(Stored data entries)
· · ·

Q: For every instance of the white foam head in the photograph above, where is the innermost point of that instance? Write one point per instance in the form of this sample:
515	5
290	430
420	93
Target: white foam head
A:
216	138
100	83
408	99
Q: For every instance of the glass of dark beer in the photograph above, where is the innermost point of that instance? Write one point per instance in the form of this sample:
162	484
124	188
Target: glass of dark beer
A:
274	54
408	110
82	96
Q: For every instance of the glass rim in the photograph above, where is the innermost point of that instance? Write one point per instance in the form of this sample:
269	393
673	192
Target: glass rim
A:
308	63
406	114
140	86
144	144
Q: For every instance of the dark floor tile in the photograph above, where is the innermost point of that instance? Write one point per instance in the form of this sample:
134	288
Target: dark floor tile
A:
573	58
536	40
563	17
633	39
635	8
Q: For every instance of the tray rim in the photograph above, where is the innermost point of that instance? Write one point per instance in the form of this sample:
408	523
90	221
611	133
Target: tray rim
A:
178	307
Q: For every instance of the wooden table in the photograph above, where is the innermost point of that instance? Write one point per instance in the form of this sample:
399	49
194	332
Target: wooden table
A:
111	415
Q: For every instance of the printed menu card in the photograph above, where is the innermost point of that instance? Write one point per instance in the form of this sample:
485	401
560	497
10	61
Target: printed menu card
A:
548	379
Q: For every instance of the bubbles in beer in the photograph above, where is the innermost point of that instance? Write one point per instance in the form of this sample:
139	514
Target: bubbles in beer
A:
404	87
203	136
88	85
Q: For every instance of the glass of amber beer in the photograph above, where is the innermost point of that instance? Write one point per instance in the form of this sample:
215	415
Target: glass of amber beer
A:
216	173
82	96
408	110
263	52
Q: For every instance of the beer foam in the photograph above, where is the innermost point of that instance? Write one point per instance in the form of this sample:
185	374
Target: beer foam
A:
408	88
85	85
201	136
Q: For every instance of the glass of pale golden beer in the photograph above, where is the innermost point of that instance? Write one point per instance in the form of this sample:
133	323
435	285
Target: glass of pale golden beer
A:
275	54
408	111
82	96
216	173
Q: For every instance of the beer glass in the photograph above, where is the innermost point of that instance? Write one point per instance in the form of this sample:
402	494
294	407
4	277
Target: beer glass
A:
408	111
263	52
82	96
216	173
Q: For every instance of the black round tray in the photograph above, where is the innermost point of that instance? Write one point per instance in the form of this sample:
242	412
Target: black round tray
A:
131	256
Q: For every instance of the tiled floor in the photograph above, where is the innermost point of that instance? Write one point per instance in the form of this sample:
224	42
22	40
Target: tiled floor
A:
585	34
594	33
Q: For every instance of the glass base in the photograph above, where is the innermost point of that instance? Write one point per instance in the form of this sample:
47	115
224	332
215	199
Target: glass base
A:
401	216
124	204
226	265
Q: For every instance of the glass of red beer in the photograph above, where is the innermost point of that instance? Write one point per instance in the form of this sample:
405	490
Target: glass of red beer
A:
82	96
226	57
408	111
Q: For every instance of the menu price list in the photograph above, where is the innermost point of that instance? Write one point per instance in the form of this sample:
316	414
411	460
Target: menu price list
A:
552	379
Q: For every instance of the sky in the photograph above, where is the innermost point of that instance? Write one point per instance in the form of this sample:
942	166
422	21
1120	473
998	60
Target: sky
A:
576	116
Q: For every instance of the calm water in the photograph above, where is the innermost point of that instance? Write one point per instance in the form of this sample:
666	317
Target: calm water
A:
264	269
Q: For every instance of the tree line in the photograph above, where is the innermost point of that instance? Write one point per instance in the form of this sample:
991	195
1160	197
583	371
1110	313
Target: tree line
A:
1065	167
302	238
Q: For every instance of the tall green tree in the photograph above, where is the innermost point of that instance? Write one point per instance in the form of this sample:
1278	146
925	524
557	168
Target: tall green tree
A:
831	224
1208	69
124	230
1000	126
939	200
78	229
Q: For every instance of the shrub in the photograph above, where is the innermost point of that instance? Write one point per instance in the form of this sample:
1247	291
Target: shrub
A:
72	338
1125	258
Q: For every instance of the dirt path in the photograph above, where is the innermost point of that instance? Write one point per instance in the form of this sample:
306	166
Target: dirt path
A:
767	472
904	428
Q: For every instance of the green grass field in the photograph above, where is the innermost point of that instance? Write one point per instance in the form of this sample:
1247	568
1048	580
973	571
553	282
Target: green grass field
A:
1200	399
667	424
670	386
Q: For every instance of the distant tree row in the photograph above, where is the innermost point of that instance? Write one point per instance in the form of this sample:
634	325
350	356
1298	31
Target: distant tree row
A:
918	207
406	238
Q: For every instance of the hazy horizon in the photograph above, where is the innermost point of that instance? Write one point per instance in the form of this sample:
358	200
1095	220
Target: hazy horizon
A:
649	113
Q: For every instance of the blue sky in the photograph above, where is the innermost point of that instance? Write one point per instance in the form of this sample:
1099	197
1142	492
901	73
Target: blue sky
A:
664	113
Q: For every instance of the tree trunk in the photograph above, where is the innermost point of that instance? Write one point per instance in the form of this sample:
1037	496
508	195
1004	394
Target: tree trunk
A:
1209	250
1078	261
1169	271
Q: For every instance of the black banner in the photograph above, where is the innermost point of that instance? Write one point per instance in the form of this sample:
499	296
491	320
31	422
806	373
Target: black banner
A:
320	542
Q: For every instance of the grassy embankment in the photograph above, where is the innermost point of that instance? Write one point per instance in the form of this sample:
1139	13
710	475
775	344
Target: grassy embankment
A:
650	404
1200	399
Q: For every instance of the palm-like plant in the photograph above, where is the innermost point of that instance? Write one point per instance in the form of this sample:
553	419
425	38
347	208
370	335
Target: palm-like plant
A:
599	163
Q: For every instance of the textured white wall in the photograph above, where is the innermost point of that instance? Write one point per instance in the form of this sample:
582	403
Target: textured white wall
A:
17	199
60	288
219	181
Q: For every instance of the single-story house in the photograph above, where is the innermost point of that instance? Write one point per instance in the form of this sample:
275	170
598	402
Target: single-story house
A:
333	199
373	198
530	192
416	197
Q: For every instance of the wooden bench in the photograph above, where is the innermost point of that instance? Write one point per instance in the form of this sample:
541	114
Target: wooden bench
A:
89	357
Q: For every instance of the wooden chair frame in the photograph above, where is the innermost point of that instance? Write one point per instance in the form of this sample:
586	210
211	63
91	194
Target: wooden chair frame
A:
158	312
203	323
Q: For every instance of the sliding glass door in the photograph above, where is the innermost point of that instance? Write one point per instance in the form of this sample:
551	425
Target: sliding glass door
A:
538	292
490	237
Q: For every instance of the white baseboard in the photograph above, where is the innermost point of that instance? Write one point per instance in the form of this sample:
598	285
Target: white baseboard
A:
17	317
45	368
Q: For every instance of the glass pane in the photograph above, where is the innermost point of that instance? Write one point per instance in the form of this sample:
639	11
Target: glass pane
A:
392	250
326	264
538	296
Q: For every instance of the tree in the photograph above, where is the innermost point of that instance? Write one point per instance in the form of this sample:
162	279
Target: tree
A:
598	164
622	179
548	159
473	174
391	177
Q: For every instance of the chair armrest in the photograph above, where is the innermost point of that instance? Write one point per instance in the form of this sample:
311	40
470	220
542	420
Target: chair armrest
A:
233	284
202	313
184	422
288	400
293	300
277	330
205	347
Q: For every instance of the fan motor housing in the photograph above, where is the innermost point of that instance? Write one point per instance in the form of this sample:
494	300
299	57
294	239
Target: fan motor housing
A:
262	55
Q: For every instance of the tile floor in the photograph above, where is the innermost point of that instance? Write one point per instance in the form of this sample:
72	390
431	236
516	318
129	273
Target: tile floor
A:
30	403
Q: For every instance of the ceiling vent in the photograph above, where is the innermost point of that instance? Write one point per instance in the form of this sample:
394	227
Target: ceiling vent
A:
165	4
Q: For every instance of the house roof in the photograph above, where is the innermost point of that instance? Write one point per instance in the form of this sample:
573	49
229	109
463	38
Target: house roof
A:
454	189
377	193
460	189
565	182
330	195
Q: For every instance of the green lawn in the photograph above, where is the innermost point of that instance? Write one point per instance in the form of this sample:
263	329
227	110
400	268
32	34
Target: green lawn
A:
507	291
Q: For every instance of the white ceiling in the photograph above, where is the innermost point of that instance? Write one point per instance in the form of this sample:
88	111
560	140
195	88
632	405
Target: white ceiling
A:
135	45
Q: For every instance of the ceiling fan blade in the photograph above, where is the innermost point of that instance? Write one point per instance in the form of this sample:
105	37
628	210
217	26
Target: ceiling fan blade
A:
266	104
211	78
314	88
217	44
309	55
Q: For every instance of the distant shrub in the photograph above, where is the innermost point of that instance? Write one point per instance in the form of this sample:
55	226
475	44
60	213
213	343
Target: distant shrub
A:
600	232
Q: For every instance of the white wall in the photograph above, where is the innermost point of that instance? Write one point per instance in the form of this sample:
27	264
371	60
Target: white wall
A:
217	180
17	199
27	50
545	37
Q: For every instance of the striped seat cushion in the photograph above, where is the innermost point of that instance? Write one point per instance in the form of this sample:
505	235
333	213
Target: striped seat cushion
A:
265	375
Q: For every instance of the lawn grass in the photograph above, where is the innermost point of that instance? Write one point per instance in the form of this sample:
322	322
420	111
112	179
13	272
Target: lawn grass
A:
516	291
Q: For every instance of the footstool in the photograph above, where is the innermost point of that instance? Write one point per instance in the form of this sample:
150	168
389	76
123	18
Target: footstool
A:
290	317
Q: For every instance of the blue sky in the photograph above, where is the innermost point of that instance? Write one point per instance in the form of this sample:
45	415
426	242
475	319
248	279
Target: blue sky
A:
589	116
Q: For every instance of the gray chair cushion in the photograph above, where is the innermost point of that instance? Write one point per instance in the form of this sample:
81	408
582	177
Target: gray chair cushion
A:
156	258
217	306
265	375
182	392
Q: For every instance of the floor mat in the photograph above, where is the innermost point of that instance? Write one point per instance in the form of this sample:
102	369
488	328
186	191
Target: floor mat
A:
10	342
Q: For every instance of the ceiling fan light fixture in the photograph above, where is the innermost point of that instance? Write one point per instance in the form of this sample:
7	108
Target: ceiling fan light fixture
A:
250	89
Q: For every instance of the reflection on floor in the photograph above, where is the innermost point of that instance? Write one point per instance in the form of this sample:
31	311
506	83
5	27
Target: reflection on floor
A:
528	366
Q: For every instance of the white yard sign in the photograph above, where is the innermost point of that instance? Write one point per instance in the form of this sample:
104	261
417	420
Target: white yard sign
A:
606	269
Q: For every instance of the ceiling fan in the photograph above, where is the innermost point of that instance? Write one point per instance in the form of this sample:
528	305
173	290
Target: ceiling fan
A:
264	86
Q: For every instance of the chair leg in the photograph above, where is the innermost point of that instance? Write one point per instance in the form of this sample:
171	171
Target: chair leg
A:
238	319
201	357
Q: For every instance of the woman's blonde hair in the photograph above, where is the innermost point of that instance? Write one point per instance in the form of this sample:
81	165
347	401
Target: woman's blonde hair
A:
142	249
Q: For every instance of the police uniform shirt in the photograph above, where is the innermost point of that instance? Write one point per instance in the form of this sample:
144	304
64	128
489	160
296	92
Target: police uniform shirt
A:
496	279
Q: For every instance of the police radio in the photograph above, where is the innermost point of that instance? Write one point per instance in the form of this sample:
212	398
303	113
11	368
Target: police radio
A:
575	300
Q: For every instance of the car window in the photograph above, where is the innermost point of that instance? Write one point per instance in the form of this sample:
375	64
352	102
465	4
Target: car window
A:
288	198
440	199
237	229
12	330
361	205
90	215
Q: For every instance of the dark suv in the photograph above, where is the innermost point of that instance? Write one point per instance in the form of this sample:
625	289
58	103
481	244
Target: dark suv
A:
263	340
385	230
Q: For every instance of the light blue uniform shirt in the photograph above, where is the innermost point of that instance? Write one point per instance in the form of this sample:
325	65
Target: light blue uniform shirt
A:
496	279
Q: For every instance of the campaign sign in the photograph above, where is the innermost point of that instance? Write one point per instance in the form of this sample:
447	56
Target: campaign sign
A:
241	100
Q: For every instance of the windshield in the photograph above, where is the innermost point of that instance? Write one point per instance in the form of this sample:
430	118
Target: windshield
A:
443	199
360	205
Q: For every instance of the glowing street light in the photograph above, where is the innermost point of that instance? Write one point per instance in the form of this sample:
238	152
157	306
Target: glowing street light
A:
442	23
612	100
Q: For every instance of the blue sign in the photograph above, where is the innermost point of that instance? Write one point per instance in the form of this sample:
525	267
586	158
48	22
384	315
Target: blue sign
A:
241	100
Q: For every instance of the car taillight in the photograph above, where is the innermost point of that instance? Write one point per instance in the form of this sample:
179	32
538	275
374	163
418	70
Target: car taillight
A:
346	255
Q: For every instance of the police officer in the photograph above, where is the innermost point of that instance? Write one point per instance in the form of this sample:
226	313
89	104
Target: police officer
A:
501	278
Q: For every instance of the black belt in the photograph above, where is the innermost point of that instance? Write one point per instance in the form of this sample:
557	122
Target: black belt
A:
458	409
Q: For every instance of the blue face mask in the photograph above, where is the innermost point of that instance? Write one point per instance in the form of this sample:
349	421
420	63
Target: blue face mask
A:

· · ·

Return all lines from the entries that contain the string "windshield".

» **Result of the exercise**
Q: For every instance of the windshield in the photograph above, where is the innermost point of that instance? Write one point per instance in the form of this sample:
Target: windshield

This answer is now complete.